Problem requirements |
What lines of the listing below contain the word "table"? Copy each of them out.

--- Input data Enclosed Below ---

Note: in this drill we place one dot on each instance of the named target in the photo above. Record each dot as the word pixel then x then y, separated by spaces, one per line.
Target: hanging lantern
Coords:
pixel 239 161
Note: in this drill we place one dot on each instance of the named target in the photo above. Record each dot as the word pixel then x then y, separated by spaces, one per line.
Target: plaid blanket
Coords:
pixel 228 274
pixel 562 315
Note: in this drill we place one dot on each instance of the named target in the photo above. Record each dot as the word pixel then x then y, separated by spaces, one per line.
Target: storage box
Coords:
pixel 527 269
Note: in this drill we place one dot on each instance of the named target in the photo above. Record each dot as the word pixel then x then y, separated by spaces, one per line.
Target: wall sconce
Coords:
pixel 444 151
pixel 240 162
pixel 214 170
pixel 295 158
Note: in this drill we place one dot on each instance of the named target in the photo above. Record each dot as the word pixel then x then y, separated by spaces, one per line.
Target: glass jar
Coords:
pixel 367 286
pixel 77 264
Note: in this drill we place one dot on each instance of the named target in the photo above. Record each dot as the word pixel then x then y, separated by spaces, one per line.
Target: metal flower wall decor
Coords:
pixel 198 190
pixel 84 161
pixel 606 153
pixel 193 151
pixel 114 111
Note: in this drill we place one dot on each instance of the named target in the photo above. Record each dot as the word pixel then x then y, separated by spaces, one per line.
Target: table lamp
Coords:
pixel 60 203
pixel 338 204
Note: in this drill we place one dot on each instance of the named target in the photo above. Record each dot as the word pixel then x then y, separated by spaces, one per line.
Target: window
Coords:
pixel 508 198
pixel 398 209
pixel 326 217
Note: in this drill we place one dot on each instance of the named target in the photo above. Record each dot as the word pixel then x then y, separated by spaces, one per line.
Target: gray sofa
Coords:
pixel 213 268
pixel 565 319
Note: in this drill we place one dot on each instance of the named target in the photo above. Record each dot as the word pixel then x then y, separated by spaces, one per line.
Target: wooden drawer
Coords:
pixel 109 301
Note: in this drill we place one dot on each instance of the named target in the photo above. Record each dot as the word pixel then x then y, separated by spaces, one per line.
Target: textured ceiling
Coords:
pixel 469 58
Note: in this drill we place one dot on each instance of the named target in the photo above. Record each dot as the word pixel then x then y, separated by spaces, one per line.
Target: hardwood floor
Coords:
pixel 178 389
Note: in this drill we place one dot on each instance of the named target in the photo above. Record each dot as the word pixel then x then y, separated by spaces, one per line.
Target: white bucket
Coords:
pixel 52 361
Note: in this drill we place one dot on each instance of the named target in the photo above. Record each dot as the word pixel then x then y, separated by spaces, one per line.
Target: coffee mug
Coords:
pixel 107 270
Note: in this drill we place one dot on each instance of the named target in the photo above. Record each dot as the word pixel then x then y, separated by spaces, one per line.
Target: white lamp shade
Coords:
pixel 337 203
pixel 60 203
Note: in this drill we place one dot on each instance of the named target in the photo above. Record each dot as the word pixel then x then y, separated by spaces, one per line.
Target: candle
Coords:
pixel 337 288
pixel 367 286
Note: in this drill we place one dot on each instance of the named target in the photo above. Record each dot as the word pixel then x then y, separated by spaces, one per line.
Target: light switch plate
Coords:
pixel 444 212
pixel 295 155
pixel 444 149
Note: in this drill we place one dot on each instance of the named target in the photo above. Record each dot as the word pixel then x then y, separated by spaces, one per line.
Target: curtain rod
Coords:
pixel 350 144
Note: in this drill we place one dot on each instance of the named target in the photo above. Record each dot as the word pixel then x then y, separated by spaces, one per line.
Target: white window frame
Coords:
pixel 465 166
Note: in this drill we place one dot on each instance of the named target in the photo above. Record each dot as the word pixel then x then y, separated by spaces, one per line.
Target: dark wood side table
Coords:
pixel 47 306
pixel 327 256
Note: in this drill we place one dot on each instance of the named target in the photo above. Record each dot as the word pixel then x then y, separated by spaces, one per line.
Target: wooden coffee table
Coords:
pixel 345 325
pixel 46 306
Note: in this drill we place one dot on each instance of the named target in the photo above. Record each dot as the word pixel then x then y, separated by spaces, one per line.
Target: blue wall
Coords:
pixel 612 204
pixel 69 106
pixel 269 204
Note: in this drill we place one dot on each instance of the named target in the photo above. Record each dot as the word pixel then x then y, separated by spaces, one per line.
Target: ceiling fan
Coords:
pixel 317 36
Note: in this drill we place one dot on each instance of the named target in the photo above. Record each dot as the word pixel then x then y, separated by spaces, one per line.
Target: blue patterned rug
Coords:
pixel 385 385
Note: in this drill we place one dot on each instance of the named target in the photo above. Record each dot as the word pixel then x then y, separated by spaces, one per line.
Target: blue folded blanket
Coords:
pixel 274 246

--- End of Enclosed Input data ---

Answer to the exercise |
Target: table lamp
Target: dark wood side table
Target: wooden coffee table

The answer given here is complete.